### Exercise:
Reproduce the data exactly, starting with the line containing "Indicate the whale in" and continuing through the line containing "x=523, y=606", with both of those lines included.

---- Material provided

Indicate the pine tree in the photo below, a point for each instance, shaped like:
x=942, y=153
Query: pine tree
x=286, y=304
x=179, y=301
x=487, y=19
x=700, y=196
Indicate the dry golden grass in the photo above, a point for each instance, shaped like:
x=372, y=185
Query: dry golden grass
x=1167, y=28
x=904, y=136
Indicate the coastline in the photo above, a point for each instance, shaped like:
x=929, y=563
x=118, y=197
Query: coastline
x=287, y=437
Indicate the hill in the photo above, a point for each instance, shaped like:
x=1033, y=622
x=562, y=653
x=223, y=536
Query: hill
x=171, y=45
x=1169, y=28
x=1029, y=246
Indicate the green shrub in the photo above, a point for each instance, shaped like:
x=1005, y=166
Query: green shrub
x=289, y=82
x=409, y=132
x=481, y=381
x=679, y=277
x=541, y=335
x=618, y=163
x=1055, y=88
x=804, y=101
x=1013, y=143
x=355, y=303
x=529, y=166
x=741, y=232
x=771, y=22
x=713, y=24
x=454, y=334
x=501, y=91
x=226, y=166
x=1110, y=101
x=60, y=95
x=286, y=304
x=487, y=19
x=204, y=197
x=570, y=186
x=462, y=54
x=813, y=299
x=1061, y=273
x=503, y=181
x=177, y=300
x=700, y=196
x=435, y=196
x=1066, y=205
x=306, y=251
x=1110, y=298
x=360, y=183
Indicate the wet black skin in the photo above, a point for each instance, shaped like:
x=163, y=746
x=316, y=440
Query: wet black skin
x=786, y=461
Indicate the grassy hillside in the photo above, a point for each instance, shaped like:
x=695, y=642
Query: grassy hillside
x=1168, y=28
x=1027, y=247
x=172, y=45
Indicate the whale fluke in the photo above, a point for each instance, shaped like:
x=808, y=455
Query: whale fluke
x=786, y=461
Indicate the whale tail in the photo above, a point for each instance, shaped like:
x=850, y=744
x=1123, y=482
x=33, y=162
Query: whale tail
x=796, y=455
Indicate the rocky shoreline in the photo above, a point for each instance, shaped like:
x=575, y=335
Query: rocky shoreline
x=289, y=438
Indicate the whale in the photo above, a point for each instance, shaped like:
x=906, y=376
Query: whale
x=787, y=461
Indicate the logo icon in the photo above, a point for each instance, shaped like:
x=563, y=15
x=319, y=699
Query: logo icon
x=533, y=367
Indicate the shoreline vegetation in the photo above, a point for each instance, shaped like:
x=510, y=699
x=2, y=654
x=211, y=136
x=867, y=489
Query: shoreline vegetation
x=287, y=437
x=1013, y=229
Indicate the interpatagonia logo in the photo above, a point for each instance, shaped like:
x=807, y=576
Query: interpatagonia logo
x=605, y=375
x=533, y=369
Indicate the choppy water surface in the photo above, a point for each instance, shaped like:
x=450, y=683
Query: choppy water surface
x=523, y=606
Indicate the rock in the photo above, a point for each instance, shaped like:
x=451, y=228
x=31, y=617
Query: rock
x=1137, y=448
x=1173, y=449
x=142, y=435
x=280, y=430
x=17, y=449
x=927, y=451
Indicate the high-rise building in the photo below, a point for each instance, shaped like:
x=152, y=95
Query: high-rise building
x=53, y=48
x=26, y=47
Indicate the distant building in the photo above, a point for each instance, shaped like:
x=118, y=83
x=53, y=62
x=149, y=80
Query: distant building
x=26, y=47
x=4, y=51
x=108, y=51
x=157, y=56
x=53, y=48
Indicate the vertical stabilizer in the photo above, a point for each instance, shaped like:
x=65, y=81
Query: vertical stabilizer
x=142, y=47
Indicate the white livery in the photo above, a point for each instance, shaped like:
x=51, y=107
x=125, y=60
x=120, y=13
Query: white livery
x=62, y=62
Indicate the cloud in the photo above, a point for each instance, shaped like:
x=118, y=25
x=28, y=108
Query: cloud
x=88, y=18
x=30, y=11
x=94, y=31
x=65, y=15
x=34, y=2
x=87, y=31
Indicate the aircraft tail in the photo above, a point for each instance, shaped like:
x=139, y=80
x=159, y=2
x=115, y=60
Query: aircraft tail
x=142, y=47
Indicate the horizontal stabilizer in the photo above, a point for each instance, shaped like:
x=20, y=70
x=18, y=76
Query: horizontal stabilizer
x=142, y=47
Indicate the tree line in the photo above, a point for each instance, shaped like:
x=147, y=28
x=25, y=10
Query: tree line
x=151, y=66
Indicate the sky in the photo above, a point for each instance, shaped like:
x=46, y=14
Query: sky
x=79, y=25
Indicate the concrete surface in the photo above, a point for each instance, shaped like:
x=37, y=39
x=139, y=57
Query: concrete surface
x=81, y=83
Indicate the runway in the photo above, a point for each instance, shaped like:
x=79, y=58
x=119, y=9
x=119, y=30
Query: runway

--------

### Completed exercise:
Indicate the whale in the photo above, a point for each instance, shaped like:
x=906, y=376
Query: whale
x=787, y=461
Indicate the logo icon in the photo above, a point for each instance, shaped like:
x=563, y=15
x=319, y=699
Query: logo icon
x=533, y=367
Indicate the shoreline vegetation in the photo above, a point for each instance, shaped like:
x=510, y=699
x=2, y=654
x=211, y=136
x=867, y=489
Query: shoreline vegetation
x=287, y=437
x=1013, y=229
Indicate the interpatagonia logo in the photo above, a point for each instance, shaped like:
x=807, y=576
Query: interpatagonia logo
x=605, y=375
x=533, y=369
Indicate the choppy water surface in the photo above, a point for each instance, shaped like:
x=450, y=683
Query: choppy water surface
x=523, y=606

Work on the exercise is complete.